| Sección del documento |
------------
Seamos leales y fieles a todos los preceptos de la ley de
Dios. El Señor declara que si obedecemos los principios de Su ley, esos
principios serán nuestra vida. . .
Los preceptos de la ley de Dios no eran la producción de
ninguna mente humana, ni fueron promulgados por Moisés. Fueron enmarcados por el
que es infinito en sabiduría, por aquel que es Rey de reyes y Señor de señores,
y por Él fueron proclamados desde el Sinaí en medio de escenas de terrible
grandeza. De la obediencia a esos preceptos dependía de la prosperidad de
Israel.
------------
| Ítems proporcionados |
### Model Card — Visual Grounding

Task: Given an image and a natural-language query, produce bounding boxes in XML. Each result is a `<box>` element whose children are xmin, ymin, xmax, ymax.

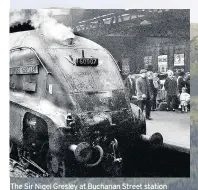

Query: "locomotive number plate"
------------
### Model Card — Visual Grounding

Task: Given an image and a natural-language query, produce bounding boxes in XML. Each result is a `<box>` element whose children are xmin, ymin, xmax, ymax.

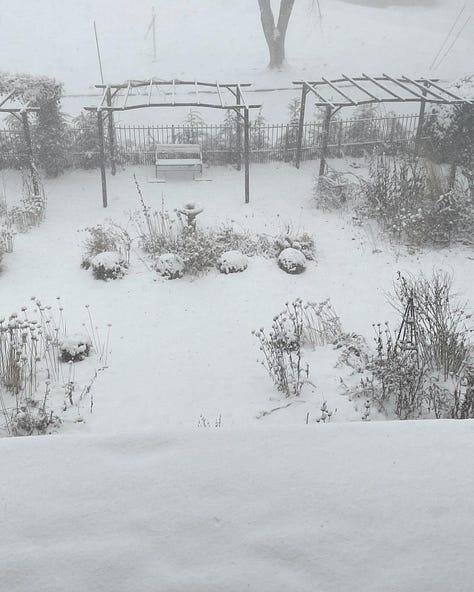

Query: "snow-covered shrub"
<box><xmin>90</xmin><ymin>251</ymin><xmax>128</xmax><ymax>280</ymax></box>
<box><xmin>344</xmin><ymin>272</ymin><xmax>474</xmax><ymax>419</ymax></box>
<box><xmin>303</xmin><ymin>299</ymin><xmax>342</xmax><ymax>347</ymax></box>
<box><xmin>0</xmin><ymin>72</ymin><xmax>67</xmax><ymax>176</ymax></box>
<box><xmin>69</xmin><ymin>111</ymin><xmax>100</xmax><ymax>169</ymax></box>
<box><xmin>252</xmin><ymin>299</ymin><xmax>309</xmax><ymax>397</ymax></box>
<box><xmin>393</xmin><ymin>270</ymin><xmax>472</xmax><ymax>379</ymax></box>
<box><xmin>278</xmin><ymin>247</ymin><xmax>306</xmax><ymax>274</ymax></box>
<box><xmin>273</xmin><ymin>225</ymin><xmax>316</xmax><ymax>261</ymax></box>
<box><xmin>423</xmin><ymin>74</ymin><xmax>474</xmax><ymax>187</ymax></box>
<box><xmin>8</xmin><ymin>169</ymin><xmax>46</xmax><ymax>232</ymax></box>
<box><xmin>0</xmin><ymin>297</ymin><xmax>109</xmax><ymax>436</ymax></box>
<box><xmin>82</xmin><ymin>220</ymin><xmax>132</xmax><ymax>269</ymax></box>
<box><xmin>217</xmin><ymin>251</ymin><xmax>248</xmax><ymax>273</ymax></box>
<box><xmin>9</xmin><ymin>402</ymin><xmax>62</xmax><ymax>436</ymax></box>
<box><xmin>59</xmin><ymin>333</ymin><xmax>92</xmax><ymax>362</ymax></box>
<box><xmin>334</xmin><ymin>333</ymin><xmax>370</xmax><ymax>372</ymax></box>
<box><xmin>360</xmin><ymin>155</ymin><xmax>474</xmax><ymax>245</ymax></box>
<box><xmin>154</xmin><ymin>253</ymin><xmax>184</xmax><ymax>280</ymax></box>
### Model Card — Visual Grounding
------------
| Instrucción dada |
Enumera todos los nombres propios de personas, lugares o pueblos que aparecen en la sección del documento, sin incluir los que designan a Dios.

| Respuesta |
Moisés, Sinaí, Israel